The Everard Group comprised of Edith King and Bertha Everard, Bertha's daughters Ruth and Rosamund, Ruth's daughter Leonora and Leonora's daughter Nichola. Together they made up the remarkably creative family of women painters who lived in Carolina in Mpumalanga. Isolated as they were from the artistic communities of Pretoria and Cape Town, they developed a visual language that has avoided many of the sentimentalities of 20th century South African painting.
 
In 1923[2] Ruth Everard-Haden moved to Paris to continue her painting studies. Dissatisfied with the restrictive and conservative[3] curriculum of the Slade, she received encouragement from her mother regarding this change. Bertha Everard had spent a similarly frustrating time in London as a young artist. During the years 1923-1927, Ruth's exposure to the École de Paris and the Fauves, notably Matisse and Cézanne, saw her assimilate elements including a confident use of line and a Fauvist sensibility towards colour and paint which she was to employ throughout her career.

> **REQUIRED WORK**
A. In the Everard Group passage, where did the family of women painters live?
B. How would you put this sentence from the Everard Group passage into Spanish: "Bertha Everard had spent a similarly frustrating time in London as a young artist."?

> **DATA RECORDS**
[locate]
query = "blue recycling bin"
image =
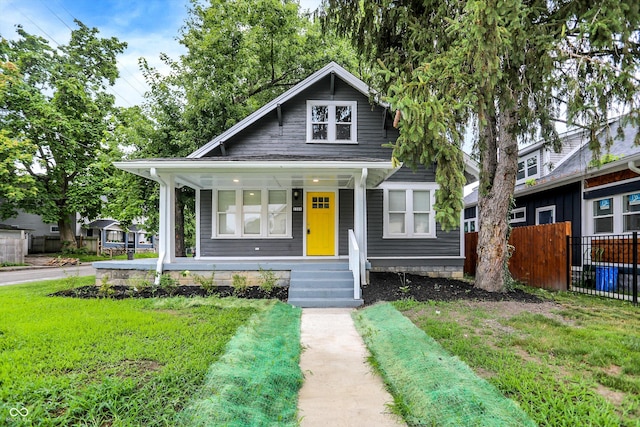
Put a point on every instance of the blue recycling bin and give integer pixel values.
(606, 279)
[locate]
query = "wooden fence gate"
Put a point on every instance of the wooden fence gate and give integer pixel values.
(540, 258)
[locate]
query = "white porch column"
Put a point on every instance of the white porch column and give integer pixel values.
(166, 229)
(360, 218)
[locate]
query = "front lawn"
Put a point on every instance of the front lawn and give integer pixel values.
(65, 361)
(572, 361)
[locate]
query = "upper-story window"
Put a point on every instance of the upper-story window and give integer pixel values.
(518, 215)
(331, 122)
(528, 167)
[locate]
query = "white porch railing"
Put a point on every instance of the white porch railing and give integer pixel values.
(354, 263)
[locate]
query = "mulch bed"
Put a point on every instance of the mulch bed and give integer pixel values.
(382, 287)
(397, 286)
(120, 292)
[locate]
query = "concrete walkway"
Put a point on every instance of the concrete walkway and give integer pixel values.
(340, 387)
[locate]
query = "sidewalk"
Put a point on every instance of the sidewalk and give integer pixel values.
(340, 387)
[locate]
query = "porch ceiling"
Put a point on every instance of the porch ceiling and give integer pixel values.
(286, 174)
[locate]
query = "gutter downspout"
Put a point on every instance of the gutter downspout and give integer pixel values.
(363, 244)
(162, 253)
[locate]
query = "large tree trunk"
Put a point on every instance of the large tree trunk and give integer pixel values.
(67, 232)
(499, 166)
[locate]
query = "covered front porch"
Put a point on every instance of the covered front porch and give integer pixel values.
(240, 237)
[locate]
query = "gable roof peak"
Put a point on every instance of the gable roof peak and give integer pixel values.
(331, 67)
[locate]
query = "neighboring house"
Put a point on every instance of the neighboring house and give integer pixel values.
(570, 186)
(112, 236)
(308, 178)
(13, 244)
(41, 236)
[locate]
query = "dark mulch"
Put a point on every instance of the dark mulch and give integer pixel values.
(120, 292)
(395, 286)
(382, 287)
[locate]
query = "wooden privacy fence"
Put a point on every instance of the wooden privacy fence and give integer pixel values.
(540, 256)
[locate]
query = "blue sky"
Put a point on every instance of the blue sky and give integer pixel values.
(148, 26)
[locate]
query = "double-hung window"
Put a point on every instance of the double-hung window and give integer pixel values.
(331, 122)
(603, 215)
(518, 215)
(408, 213)
(528, 167)
(252, 213)
(631, 212)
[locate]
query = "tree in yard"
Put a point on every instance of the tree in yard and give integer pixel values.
(513, 68)
(53, 111)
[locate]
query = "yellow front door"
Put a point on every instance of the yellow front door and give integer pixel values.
(321, 224)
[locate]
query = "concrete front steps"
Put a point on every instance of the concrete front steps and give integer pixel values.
(322, 285)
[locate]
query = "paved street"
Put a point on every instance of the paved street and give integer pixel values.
(32, 275)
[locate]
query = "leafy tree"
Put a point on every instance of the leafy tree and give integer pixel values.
(240, 55)
(54, 107)
(511, 67)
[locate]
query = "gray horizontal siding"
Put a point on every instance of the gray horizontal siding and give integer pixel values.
(266, 137)
(421, 174)
(246, 247)
(445, 243)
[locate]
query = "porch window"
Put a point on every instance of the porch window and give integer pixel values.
(603, 216)
(408, 213)
(115, 236)
(256, 213)
(331, 122)
(631, 212)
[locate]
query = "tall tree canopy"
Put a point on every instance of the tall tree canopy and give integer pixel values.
(240, 55)
(54, 109)
(512, 67)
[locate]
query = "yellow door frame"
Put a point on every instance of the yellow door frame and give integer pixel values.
(320, 221)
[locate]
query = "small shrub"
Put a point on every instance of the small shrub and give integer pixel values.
(168, 284)
(207, 283)
(106, 288)
(140, 283)
(268, 280)
(239, 283)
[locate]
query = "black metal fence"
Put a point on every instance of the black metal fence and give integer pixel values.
(605, 265)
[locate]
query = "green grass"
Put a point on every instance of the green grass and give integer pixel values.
(577, 363)
(256, 382)
(430, 387)
(107, 362)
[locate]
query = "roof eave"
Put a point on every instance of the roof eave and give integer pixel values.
(345, 75)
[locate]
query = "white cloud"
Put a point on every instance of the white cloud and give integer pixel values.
(148, 27)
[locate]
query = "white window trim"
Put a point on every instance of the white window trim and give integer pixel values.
(332, 124)
(514, 220)
(409, 187)
(526, 175)
(467, 225)
(623, 197)
(264, 214)
(551, 208)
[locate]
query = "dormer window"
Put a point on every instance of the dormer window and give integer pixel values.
(528, 167)
(331, 122)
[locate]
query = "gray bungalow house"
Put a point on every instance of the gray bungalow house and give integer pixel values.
(305, 186)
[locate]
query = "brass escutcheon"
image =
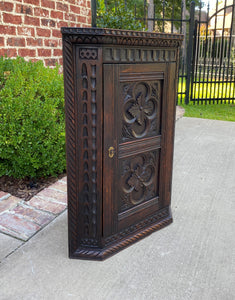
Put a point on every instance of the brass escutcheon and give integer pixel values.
(111, 152)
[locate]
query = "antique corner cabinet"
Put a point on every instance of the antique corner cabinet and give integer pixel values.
(120, 100)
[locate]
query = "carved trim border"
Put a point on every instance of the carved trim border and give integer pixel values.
(138, 146)
(121, 241)
(121, 37)
(70, 143)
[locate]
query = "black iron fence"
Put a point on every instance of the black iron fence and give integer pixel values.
(207, 56)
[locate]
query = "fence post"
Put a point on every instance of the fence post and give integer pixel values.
(93, 13)
(190, 50)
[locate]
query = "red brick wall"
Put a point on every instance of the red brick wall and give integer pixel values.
(31, 28)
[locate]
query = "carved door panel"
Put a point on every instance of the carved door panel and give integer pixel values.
(134, 163)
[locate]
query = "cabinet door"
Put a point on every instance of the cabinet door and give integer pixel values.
(139, 108)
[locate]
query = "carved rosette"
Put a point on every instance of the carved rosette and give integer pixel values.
(138, 179)
(141, 110)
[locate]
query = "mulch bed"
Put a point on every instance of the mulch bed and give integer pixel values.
(26, 188)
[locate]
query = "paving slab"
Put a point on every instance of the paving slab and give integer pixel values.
(193, 258)
(8, 245)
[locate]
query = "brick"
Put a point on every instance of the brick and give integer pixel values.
(40, 12)
(59, 185)
(64, 179)
(48, 22)
(1, 41)
(44, 52)
(70, 17)
(9, 30)
(89, 21)
(24, 9)
(16, 42)
(56, 33)
(12, 19)
(8, 52)
(81, 19)
(31, 214)
(4, 195)
(34, 42)
(57, 15)
(62, 24)
(75, 9)
(22, 228)
(32, 21)
(61, 61)
(51, 43)
(57, 52)
(62, 6)
(9, 203)
(28, 31)
(34, 2)
(47, 3)
(84, 11)
(52, 194)
(47, 205)
(43, 32)
(88, 4)
(6, 6)
(27, 52)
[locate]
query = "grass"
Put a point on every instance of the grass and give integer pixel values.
(225, 111)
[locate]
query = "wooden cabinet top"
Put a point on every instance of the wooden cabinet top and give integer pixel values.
(121, 37)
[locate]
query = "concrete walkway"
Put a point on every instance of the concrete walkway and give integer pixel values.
(194, 258)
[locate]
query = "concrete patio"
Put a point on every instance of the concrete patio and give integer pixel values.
(193, 258)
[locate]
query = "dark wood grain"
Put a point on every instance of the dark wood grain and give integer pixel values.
(120, 92)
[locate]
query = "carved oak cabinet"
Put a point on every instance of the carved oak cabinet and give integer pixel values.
(120, 94)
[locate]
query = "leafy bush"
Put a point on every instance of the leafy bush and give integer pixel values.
(118, 17)
(32, 129)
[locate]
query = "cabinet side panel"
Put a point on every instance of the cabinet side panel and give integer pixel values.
(168, 125)
(71, 141)
(89, 99)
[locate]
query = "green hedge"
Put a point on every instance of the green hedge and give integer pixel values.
(32, 125)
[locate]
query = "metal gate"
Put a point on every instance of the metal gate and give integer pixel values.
(213, 74)
(207, 56)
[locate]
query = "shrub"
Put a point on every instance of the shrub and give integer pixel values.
(32, 129)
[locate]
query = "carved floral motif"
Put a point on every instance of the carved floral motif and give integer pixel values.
(141, 110)
(138, 180)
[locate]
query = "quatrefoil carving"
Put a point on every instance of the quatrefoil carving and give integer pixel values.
(140, 109)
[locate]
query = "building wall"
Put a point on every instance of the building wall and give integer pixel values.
(31, 28)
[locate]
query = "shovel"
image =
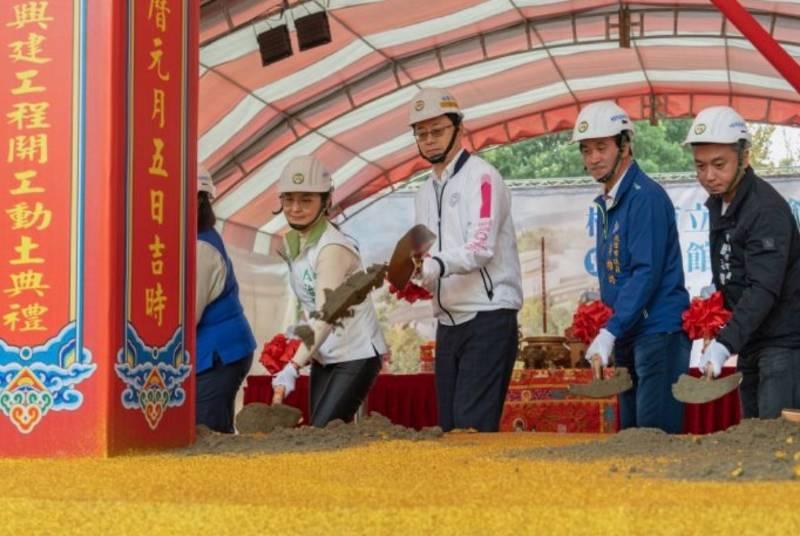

> **IN RESPONSE**
A. They lived in Carolina in Mpumalanga.

B. Bertha Everard había pasado una época igualmente frustrante en Londres cuando era una joven artista.